__WHAT NEEDS TO BE DONE__: Repeat exactly every line that comes at or after the line containing "[point] every instance of the blue metal", through the end of the entries below.

<<<<

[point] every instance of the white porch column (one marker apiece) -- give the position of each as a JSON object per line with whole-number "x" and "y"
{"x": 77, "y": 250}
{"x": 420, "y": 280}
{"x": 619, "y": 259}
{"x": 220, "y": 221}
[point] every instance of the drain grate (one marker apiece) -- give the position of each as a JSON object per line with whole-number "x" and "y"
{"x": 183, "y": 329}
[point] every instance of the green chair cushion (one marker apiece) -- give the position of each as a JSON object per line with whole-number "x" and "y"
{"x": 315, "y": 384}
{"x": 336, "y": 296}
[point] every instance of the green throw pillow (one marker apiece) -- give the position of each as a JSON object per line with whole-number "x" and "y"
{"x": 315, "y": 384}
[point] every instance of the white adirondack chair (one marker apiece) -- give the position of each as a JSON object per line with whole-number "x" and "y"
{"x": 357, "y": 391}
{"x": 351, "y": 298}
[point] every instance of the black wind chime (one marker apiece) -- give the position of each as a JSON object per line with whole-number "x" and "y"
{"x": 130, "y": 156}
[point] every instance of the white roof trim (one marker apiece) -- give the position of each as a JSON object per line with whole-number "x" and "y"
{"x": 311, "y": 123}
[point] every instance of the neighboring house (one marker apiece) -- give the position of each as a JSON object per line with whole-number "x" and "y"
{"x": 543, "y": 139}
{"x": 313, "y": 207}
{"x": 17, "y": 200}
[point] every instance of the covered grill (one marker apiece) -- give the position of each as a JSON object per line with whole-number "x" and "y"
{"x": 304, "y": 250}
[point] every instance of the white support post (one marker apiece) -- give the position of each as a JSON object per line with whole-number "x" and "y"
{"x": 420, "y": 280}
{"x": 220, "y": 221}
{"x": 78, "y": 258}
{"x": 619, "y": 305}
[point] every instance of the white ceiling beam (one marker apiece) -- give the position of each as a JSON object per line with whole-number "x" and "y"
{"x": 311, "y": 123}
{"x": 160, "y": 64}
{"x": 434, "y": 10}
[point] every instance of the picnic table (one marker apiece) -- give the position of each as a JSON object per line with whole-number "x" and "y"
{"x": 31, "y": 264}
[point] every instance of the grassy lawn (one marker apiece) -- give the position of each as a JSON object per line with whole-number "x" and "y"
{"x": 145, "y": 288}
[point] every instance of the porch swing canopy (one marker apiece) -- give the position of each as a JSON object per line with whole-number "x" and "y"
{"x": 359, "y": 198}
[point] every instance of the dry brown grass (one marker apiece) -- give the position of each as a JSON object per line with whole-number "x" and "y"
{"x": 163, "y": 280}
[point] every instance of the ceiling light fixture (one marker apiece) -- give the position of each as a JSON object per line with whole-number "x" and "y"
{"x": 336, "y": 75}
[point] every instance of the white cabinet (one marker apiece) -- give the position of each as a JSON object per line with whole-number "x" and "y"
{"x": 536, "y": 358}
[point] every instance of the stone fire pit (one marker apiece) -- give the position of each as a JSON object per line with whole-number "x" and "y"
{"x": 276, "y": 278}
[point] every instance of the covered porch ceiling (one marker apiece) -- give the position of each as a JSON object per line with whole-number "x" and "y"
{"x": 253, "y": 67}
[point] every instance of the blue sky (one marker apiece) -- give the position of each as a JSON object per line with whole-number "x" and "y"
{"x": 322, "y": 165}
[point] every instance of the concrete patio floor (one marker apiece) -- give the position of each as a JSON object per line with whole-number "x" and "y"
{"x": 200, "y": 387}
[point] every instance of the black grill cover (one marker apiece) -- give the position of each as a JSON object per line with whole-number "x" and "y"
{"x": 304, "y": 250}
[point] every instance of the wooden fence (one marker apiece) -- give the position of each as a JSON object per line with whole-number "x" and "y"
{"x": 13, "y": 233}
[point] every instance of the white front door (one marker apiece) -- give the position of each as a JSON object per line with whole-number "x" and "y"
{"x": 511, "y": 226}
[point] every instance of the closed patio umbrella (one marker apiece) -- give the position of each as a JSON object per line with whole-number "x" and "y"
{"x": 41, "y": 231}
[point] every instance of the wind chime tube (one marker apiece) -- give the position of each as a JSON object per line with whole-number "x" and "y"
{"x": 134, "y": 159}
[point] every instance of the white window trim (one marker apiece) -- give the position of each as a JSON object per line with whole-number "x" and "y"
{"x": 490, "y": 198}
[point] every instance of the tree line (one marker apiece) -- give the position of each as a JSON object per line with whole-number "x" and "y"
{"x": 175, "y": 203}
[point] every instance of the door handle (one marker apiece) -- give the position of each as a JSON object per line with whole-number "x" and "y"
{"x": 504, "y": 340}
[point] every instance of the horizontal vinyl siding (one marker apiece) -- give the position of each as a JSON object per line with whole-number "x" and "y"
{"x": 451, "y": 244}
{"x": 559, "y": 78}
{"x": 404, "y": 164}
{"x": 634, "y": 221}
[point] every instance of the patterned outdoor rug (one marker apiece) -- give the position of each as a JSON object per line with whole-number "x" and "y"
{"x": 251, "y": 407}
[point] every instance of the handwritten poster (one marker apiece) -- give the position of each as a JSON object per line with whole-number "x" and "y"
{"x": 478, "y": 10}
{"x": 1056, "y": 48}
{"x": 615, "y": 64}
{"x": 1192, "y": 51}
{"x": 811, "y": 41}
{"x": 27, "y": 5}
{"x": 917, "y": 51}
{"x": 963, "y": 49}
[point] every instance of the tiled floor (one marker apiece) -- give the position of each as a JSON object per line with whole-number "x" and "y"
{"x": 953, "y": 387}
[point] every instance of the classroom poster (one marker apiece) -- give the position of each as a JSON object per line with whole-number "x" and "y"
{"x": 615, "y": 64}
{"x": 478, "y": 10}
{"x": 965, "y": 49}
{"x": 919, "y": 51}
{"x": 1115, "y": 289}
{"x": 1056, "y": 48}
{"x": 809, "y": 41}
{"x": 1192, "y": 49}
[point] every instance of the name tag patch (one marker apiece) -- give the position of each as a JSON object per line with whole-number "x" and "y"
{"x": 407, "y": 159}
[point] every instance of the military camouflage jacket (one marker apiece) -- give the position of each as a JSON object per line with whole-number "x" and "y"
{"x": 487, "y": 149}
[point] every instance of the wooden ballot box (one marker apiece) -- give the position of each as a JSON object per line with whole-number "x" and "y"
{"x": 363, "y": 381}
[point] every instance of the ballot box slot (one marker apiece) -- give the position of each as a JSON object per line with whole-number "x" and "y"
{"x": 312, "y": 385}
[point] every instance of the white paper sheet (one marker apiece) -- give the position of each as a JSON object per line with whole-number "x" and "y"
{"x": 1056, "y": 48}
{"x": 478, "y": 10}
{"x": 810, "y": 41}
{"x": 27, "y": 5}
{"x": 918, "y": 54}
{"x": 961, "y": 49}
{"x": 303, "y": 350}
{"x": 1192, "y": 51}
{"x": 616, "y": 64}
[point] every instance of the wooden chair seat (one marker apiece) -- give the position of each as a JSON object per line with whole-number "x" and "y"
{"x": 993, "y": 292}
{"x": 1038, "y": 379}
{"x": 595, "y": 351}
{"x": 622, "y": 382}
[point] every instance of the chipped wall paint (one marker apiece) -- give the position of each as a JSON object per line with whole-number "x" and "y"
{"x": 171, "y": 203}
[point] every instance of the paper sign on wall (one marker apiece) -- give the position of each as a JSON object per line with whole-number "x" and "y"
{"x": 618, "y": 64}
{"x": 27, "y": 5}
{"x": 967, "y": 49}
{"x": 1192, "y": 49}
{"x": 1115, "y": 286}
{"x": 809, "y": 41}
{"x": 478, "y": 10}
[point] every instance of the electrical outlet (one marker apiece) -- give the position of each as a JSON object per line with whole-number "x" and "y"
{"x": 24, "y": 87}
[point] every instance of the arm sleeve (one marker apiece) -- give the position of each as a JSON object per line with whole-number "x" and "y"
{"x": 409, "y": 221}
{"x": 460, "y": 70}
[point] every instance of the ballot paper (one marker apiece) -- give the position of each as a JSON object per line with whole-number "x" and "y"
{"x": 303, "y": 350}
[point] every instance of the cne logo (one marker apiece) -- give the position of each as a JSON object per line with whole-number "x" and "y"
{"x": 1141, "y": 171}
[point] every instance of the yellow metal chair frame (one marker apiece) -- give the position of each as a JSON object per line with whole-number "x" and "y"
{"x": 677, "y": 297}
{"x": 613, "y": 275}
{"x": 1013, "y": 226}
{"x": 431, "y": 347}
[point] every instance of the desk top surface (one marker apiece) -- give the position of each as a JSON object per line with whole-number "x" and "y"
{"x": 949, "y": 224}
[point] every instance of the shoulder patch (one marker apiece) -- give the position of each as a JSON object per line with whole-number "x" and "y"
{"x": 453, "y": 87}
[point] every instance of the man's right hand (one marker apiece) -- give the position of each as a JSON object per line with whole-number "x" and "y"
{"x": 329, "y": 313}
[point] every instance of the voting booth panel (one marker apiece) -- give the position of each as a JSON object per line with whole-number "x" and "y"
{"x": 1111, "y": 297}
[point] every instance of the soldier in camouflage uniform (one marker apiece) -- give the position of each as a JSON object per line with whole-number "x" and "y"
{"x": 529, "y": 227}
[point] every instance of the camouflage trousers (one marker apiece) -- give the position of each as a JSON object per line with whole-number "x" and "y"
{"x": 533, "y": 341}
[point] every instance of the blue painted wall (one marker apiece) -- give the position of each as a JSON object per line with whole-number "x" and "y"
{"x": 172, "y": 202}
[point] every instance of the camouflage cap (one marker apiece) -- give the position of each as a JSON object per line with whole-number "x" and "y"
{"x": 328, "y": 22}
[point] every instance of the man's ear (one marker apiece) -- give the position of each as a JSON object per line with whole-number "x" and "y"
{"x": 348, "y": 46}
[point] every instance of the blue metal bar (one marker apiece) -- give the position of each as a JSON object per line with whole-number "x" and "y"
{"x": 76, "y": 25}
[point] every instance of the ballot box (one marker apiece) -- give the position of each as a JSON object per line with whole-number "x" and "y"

>>>>

__ANSWER SECTION__:
[point] every instance of the blue metal bar (one marker apiece) -- give the position of each as a JSON object per line with whole-number "x" and "y"
{"x": 76, "y": 25}
[point] every instance of the ballot box (one marker apiece) -- give the position of each as a JSON object per line with whole-number "x" and "y"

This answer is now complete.